• **What this task involves**:
Nothing but the data itself, reproduced exactly, is the expected answer.
########
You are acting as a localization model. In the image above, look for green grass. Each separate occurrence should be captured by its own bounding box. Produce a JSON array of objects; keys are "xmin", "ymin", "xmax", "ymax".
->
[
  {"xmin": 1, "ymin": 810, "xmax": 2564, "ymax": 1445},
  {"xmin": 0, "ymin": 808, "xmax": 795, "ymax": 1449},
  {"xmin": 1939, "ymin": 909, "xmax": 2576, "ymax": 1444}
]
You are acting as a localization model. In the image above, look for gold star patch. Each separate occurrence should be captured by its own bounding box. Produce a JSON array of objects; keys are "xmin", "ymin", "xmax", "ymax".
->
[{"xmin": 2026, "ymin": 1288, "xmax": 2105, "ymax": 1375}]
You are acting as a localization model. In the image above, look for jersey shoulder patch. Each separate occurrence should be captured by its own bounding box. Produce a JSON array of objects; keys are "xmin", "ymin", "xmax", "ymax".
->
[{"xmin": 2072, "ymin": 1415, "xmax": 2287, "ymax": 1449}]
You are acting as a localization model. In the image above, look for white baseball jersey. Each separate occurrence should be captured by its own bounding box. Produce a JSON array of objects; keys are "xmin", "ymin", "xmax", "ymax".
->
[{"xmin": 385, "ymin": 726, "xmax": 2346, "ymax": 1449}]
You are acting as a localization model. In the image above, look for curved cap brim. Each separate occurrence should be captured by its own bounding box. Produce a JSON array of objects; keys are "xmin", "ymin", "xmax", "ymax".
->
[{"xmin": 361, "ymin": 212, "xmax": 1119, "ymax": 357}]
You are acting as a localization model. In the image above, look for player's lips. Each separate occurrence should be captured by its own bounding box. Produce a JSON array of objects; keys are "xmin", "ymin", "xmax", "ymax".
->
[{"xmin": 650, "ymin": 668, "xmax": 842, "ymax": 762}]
########
• **Solved problem**:
You are acting as a localization model. In the image above, look for green grass. Each separate occurrence should be captured by its own bounding box. Produce a JSON array of objects; keys are "xmin", "ymin", "xmax", "ymax".
->
[
  {"xmin": 1, "ymin": 810, "xmax": 2564, "ymax": 1445},
  {"xmin": 0, "ymin": 808, "xmax": 795, "ymax": 1449},
  {"xmin": 1939, "ymin": 909, "xmax": 2576, "ymax": 1444}
]
You are acting as a localization model. In the image above, look for gold star patch. Each separate occurrence should be captured by its own bounding box. Produce a JSON array of objects; keys are "xmin", "ymin", "xmax", "ymax".
->
[{"xmin": 2026, "ymin": 1288, "xmax": 2105, "ymax": 1375}]
You are acting as a localization model. In the image above, look for jersey shoulder patch. Each separate occurrence should be captured by its own bounding box. Produce a JSON array of objects; keys are "xmin", "ymin", "xmax", "ymax".
->
[{"xmin": 2072, "ymin": 1415, "xmax": 2287, "ymax": 1449}]
You are acting as a localization model. In the image above, look for white baseball jersey. Each separate occurrence should be captured by its own bounding box. Produce a JSON array of objects; keys are "xmin", "ymin", "xmax", "ymax".
->
[{"xmin": 385, "ymin": 726, "xmax": 2346, "ymax": 1449}]
You are acting as a localization model. In the image above, look for curved cap brim. Each separate occurrence should be captured by its own bounding box. Produce a JSON array of objects; keys are "xmin", "ymin", "xmax", "ymax".
->
[{"xmin": 361, "ymin": 212, "xmax": 1119, "ymax": 357}]
You are acting as a localization model. In the image above, look for player's lips. Each separate occurrence should be captured by its own bounding box. Produce a JSON array of objects; keys are "xmin", "ymin", "xmax", "ymax".
->
[{"xmin": 650, "ymin": 668, "xmax": 842, "ymax": 762}]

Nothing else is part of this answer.